Required action: From the records below, count the lines holding the string "curb". Only the number is wanted.

Natural language region descriptions:
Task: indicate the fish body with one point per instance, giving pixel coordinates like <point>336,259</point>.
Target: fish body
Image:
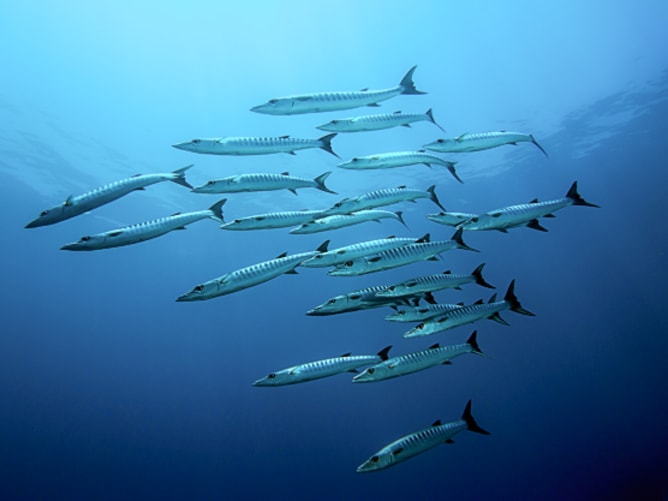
<point>244,278</point>
<point>398,159</point>
<point>321,368</point>
<point>361,299</point>
<point>147,230</point>
<point>416,443</point>
<point>263,182</point>
<point>524,214</point>
<point>471,313</point>
<point>432,283</point>
<point>76,205</point>
<point>255,145</point>
<point>481,141</point>
<point>377,122</point>
<point>381,198</point>
<point>342,220</point>
<point>402,256</point>
<point>417,361</point>
<point>336,100</point>
<point>451,218</point>
<point>340,255</point>
<point>421,313</point>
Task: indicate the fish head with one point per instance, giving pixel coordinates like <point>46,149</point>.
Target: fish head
<point>376,462</point>
<point>333,305</point>
<point>197,145</point>
<point>201,292</point>
<point>89,242</point>
<point>275,106</point>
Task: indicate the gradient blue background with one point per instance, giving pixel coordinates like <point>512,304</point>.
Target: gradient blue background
<point>111,390</point>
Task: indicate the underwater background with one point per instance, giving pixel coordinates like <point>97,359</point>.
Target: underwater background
<point>109,389</point>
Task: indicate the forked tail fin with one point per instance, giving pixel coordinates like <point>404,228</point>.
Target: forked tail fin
<point>471,425</point>
<point>576,198</point>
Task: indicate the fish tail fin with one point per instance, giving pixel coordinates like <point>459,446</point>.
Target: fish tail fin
<point>320,182</point>
<point>576,198</point>
<point>472,341</point>
<point>180,176</point>
<point>326,143</point>
<point>451,167</point>
<point>217,210</point>
<point>407,85</point>
<point>514,303</point>
<point>383,353</point>
<point>430,116</point>
<point>477,274</point>
<point>471,425</point>
<point>533,140</point>
<point>400,217</point>
<point>433,197</point>
<point>457,237</point>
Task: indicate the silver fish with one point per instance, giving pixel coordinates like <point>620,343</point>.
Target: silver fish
<point>336,100</point>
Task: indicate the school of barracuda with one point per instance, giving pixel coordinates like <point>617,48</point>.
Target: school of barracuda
<point>352,260</point>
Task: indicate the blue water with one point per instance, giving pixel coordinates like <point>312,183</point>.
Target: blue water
<point>109,389</point>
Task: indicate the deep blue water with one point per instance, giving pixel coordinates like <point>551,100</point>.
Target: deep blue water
<point>110,389</point>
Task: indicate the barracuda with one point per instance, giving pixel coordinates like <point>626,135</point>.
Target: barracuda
<point>481,141</point>
<point>524,214</point>
<point>321,368</point>
<point>378,122</point>
<point>147,230</point>
<point>398,159</point>
<point>471,313</point>
<point>249,276</point>
<point>418,361</point>
<point>256,145</point>
<point>451,218</point>
<point>420,441</point>
<point>342,254</point>
<point>432,283</point>
<point>263,182</point>
<point>411,253</point>
<point>421,313</point>
<point>336,100</point>
<point>362,299</point>
<point>273,220</point>
<point>336,221</point>
<point>76,205</point>
<point>381,198</point>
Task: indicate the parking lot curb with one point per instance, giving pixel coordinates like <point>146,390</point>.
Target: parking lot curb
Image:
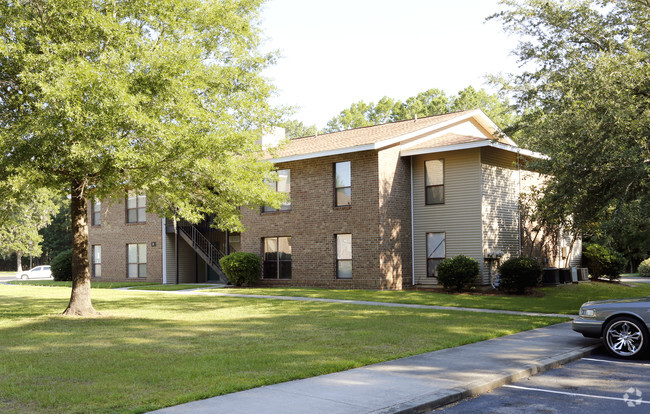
<point>439,399</point>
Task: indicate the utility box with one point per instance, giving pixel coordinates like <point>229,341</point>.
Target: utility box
<point>551,276</point>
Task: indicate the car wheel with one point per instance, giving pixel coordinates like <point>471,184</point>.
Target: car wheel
<point>625,337</point>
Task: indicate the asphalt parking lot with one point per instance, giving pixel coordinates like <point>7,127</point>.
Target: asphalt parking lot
<point>596,384</point>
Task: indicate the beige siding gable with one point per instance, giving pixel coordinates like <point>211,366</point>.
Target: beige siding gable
<point>459,217</point>
<point>500,182</point>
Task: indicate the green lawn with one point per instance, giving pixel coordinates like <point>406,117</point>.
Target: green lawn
<point>565,299</point>
<point>152,350</point>
<point>94,285</point>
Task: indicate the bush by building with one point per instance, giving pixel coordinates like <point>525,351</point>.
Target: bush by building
<point>644,268</point>
<point>241,267</point>
<point>603,261</point>
<point>519,274</point>
<point>458,272</point>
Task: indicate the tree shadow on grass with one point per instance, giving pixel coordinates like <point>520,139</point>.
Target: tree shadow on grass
<point>150,351</point>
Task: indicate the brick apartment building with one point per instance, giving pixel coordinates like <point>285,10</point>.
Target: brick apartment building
<point>376,207</point>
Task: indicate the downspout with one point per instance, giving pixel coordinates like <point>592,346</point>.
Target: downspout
<point>412,231</point>
<point>518,198</point>
<point>164,249</point>
<point>176,248</point>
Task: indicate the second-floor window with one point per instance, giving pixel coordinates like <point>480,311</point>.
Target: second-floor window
<point>136,206</point>
<point>97,260</point>
<point>343,183</point>
<point>283,185</point>
<point>96,219</point>
<point>434,181</point>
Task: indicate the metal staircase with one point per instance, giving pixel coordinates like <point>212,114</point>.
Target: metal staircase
<point>202,246</point>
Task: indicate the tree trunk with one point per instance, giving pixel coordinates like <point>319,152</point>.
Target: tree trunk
<point>80,304</point>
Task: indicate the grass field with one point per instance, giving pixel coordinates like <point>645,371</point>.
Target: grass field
<point>150,350</point>
<point>94,285</point>
<point>565,299</point>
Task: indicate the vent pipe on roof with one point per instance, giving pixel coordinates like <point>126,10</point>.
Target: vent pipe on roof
<point>272,139</point>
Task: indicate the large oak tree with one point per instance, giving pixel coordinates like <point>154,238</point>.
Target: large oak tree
<point>584,93</point>
<point>98,97</point>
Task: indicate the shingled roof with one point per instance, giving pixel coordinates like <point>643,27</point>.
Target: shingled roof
<point>379,136</point>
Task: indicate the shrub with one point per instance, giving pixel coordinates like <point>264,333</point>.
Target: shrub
<point>519,273</point>
<point>241,267</point>
<point>457,272</point>
<point>61,266</point>
<point>603,261</point>
<point>644,268</point>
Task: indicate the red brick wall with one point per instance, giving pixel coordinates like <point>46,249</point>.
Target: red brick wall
<point>313,222</point>
<point>114,234</point>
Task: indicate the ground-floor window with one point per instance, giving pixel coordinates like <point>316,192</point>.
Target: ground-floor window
<point>97,260</point>
<point>137,260</point>
<point>435,252</point>
<point>277,258</point>
<point>344,256</point>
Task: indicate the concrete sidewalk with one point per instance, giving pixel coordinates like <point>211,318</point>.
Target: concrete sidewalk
<point>414,384</point>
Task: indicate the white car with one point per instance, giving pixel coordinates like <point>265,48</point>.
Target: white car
<point>39,272</point>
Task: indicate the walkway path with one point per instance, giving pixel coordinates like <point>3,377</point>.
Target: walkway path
<point>359,302</point>
<point>413,384</point>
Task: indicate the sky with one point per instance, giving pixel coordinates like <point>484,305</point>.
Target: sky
<point>337,52</point>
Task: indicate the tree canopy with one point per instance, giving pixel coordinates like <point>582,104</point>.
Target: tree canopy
<point>584,97</point>
<point>162,97</point>
<point>427,103</point>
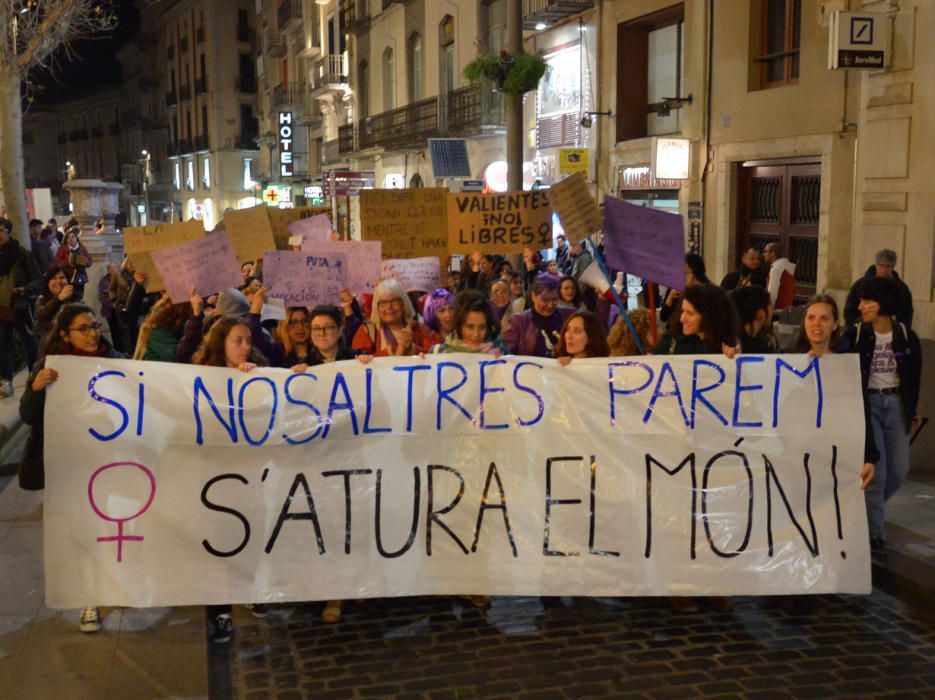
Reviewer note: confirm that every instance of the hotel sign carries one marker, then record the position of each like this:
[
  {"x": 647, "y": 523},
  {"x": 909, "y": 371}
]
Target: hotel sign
[{"x": 285, "y": 144}]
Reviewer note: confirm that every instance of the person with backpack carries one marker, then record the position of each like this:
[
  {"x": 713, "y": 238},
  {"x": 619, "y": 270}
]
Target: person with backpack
[{"x": 891, "y": 373}]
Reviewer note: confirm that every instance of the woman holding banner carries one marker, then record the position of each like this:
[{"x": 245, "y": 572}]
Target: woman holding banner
[
  {"x": 582, "y": 336},
  {"x": 535, "y": 331},
  {"x": 393, "y": 328},
  {"x": 75, "y": 331},
  {"x": 475, "y": 328},
  {"x": 227, "y": 344}
]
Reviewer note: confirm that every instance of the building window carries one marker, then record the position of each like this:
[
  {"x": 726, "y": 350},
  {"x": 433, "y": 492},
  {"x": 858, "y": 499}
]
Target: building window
[
  {"x": 650, "y": 67},
  {"x": 493, "y": 24},
  {"x": 778, "y": 23},
  {"x": 363, "y": 90},
  {"x": 415, "y": 68},
  {"x": 446, "y": 41},
  {"x": 389, "y": 80}
]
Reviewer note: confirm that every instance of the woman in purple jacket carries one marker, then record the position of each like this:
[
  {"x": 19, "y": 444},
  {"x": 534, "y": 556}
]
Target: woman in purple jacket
[{"x": 536, "y": 331}]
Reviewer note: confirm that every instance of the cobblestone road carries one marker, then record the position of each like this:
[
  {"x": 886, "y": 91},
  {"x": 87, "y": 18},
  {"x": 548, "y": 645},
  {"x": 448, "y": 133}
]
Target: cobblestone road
[{"x": 828, "y": 646}]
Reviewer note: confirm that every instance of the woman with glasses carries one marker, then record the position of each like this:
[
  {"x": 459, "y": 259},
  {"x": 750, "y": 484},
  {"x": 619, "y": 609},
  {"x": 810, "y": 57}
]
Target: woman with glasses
[
  {"x": 536, "y": 331},
  {"x": 439, "y": 312},
  {"x": 393, "y": 328},
  {"x": 75, "y": 331}
]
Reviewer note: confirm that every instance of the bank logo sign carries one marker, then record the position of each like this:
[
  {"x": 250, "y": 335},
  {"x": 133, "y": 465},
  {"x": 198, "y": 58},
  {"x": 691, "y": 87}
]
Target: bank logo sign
[{"x": 857, "y": 40}]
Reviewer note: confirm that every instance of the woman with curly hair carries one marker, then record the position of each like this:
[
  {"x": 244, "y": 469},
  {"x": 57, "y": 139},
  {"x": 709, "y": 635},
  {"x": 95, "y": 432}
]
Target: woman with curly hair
[
  {"x": 583, "y": 335},
  {"x": 74, "y": 331}
]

Completed exercise: 2